* _Exercise_:
Starting at the line that contains "Identify every white cloud" and ending with the line that contains "[0, 89, 41, 106]", reproduce the entries with "white cloud" substituted by "gray cloud" and every other character kept unchanged.

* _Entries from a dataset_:
——————
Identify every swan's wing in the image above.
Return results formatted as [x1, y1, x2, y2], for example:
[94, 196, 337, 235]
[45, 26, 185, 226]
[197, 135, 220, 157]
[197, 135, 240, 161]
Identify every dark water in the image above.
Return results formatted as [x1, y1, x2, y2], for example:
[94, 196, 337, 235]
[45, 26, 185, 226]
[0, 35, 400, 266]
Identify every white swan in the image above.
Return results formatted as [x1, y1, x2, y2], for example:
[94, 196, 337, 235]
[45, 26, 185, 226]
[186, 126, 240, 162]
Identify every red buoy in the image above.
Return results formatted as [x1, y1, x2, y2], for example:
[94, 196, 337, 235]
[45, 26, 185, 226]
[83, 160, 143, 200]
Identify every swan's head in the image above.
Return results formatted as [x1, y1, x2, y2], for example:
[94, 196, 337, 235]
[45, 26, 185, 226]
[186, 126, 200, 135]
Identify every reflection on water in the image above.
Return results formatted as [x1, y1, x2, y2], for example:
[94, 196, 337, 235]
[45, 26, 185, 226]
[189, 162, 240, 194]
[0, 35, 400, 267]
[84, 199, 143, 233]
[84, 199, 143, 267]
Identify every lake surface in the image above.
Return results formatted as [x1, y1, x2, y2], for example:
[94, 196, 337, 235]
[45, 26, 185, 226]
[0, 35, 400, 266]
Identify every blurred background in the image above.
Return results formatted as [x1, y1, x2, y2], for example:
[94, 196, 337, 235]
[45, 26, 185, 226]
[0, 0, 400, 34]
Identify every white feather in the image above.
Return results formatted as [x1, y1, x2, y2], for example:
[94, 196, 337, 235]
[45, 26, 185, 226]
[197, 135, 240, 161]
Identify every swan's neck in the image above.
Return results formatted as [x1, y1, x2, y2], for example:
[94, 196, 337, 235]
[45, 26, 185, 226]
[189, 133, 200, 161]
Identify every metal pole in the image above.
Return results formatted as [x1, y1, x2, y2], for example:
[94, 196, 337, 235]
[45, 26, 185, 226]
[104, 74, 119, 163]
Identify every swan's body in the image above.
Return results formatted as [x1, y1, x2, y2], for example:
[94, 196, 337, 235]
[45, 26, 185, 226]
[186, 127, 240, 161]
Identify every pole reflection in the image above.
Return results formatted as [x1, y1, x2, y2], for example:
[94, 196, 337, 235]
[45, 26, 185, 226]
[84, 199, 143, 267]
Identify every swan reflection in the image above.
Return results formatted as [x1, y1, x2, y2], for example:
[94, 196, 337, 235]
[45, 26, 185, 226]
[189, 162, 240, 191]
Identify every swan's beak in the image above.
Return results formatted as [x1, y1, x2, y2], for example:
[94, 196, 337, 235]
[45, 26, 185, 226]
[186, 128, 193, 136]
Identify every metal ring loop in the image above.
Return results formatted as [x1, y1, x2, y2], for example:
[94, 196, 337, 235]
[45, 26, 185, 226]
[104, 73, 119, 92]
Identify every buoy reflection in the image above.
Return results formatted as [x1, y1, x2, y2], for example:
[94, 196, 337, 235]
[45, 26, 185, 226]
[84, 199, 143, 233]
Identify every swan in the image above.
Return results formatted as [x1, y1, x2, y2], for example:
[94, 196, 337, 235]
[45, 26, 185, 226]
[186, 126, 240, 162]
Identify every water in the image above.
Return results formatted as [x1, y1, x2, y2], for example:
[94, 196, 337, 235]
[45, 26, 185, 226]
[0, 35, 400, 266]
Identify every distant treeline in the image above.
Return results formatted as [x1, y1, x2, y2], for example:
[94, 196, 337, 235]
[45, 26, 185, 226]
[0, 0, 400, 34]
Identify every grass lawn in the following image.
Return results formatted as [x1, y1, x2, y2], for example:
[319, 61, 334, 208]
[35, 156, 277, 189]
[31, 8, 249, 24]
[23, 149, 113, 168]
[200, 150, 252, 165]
——————
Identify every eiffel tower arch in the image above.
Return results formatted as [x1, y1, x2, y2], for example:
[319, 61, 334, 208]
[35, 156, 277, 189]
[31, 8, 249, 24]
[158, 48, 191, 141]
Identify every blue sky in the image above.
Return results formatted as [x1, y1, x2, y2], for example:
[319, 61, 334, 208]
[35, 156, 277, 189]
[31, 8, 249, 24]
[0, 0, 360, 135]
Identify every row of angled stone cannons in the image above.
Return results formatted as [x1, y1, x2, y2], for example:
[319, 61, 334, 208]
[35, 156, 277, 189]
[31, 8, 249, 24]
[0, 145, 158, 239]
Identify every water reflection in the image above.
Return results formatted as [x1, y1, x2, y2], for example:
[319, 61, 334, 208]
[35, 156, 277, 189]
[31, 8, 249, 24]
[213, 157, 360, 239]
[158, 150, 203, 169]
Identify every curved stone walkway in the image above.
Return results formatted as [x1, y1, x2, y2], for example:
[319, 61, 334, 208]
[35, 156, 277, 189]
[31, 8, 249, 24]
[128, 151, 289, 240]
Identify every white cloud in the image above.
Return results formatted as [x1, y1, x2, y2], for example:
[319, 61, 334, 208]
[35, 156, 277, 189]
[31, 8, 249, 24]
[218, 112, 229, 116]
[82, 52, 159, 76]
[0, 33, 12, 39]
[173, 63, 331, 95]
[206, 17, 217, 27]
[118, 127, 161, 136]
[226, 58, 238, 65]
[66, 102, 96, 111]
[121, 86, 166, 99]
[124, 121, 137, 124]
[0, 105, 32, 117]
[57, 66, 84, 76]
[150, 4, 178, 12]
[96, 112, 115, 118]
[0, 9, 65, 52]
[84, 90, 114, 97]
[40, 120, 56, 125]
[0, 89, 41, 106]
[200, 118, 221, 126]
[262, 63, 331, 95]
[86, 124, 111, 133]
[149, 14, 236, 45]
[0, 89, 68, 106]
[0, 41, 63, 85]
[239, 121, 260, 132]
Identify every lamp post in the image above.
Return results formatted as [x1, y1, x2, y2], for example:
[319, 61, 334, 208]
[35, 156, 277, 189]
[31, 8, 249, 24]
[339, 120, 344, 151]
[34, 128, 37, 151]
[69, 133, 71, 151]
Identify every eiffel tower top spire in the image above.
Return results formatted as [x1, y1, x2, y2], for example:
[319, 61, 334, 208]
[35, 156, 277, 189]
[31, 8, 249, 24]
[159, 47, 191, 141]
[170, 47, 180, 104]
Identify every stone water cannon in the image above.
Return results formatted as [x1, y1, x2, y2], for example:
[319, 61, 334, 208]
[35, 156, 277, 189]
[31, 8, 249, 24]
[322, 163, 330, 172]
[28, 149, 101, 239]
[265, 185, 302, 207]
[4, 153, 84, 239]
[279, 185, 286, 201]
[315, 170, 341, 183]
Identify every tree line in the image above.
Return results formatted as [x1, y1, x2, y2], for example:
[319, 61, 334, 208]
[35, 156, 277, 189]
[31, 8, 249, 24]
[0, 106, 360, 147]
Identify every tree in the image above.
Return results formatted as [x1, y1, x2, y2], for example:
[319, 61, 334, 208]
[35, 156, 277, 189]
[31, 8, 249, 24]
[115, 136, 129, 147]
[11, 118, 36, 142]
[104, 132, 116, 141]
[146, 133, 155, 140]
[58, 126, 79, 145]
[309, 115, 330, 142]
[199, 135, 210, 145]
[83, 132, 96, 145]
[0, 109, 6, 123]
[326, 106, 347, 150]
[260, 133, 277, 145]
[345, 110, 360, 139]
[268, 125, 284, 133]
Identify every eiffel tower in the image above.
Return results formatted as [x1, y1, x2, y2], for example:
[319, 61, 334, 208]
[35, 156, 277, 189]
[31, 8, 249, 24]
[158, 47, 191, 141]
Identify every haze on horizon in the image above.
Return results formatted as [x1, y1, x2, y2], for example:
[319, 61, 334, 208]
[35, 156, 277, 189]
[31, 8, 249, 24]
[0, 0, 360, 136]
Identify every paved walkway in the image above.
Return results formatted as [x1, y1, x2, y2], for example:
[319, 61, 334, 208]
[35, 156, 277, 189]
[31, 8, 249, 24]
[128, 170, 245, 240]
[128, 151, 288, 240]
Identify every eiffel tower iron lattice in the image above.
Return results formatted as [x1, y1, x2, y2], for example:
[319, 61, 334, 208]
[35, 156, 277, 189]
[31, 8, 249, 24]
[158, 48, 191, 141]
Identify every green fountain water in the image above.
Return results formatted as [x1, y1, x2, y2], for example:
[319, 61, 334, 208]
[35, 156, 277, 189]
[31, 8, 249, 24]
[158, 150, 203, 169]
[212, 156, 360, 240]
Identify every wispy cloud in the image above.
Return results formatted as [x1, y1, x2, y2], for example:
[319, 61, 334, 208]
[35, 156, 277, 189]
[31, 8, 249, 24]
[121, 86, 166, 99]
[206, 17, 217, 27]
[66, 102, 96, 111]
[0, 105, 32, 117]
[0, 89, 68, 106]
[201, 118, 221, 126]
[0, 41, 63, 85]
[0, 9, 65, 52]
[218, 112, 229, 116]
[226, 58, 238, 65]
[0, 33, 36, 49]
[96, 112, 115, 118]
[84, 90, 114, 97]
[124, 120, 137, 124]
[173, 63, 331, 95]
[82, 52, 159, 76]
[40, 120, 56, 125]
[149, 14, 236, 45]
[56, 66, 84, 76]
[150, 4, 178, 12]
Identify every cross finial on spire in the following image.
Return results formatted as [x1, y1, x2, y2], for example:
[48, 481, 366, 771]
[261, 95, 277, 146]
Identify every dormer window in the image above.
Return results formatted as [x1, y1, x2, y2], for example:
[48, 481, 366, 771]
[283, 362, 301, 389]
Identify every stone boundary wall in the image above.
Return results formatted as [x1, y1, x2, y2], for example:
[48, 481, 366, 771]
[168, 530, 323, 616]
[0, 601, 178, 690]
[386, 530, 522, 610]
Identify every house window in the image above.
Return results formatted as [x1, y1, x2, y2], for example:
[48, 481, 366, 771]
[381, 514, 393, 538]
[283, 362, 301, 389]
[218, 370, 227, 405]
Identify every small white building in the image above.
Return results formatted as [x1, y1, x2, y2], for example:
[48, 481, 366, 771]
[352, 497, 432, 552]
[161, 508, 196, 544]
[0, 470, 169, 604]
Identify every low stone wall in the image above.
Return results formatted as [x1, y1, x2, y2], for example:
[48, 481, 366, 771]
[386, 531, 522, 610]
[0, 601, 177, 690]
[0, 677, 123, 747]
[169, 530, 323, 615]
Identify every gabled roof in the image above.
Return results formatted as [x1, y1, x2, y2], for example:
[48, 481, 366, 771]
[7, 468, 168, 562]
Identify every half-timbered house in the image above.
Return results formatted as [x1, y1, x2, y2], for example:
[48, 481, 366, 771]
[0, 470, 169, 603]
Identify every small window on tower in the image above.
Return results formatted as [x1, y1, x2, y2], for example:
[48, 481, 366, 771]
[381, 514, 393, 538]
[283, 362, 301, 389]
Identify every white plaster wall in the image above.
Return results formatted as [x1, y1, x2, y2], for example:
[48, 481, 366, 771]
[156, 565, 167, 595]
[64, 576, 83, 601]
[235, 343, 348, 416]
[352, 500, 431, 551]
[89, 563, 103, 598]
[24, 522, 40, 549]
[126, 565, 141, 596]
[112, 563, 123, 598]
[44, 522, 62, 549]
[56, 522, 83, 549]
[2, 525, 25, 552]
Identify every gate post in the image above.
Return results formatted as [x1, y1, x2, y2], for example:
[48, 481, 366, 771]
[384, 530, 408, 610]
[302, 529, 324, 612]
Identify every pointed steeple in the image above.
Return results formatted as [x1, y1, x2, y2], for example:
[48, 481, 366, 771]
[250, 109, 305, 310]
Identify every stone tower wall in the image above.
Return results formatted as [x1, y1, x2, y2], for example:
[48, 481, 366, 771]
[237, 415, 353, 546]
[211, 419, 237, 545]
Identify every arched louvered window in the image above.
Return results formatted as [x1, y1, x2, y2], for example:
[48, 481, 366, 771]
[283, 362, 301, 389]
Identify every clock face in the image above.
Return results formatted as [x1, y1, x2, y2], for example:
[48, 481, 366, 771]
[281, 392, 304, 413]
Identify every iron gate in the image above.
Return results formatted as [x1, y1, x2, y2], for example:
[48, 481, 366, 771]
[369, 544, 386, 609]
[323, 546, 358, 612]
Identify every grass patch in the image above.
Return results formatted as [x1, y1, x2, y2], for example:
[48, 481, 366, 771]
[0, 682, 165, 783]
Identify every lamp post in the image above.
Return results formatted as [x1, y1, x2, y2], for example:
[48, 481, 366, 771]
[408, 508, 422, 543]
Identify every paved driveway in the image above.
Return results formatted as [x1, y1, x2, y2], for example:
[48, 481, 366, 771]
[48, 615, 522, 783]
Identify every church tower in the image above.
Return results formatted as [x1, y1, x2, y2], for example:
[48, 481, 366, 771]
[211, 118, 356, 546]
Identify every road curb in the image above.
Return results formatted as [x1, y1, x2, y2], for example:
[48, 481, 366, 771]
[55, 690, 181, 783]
——————
* _Complete output_:
Identify every gray cloud in the image above.
Return results formatted as [x1, y1, x2, y2], for example:
[319, 61, 334, 208]
[35, 156, 277, 189]
[31, 8, 249, 24]
[218, 112, 229, 116]
[82, 52, 159, 76]
[0, 33, 12, 39]
[173, 63, 331, 95]
[206, 17, 217, 27]
[118, 127, 161, 136]
[226, 58, 238, 65]
[66, 102, 96, 111]
[121, 86, 166, 99]
[124, 121, 137, 124]
[0, 105, 32, 117]
[57, 66, 84, 76]
[150, 4, 178, 12]
[96, 112, 115, 118]
[0, 9, 65, 52]
[84, 90, 114, 97]
[40, 120, 56, 125]
[0, 89, 41, 106]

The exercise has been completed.